__Work to complete__: Look through the data below for the line with "mind finding the shrub" and the line with "mind finding the grassy", then output those two and all lines in between, exactly as written.

Saved entries:

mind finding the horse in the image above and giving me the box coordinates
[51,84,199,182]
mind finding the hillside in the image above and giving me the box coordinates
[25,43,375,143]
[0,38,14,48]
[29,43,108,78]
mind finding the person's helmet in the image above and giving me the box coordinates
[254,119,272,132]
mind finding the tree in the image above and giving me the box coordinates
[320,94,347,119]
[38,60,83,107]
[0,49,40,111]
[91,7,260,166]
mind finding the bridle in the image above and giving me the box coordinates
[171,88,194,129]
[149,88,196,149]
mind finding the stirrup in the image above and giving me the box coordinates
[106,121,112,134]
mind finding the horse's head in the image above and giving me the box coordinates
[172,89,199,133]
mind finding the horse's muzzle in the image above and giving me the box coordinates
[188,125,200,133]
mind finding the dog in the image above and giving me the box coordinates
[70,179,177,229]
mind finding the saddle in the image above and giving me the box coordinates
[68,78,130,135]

* * *

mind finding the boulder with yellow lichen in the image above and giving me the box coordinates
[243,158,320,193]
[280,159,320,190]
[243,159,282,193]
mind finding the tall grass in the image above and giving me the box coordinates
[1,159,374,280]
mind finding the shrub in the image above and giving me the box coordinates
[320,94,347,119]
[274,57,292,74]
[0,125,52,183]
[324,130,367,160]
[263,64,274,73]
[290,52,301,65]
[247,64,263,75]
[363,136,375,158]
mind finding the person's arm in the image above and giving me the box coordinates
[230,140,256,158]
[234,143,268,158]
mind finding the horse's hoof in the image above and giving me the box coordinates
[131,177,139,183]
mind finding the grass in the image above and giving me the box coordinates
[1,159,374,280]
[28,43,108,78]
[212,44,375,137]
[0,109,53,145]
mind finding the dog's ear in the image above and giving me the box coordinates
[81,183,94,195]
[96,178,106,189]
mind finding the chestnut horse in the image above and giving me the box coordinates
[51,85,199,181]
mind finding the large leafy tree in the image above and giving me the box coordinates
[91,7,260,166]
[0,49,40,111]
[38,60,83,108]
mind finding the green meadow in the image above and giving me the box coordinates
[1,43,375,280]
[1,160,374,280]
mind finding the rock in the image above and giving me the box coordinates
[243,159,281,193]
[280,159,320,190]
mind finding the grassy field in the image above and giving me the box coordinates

__Worked solution__:
mind finding the shrub in the image above and giving me the box coordinates
[320,94,347,119]
[274,57,292,74]
[0,125,52,183]
[324,130,367,160]
[263,64,274,73]
[290,52,301,65]
[247,64,263,75]
[363,136,375,158]
mind finding the person's arm in the image above and giving me the box coordinates
[230,140,256,158]
[234,143,268,158]
mind finding the horse's hoof in the image above and giving me the box coordinates
[131,177,139,183]
mind finding the grass in the image above and giving me the box coordinates
[1,159,374,280]
[28,43,108,78]
[212,44,375,137]
[0,109,53,145]
mind finding the dog's ear in the image above and giving me the box coordinates
[81,183,94,195]
[96,178,106,189]
mind finding the chestnut horse in the image above and giving me the box coordinates
[51,85,199,181]
mind finding the large leafy tree in the image above and giving me the box coordinates
[91,7,260,166]
[0,49,40,111]
[38,60,83,108]
mind finding the green meadow in the image above and giving me the box coordinates
[1,43,375,280]
[1,160,374,280]
mind finding the rock in the image above and giving me the box coordinates
[243,159,281,193]
[280,159,320,190]
mind finding the grassy field in the image above and giving me the box coordinates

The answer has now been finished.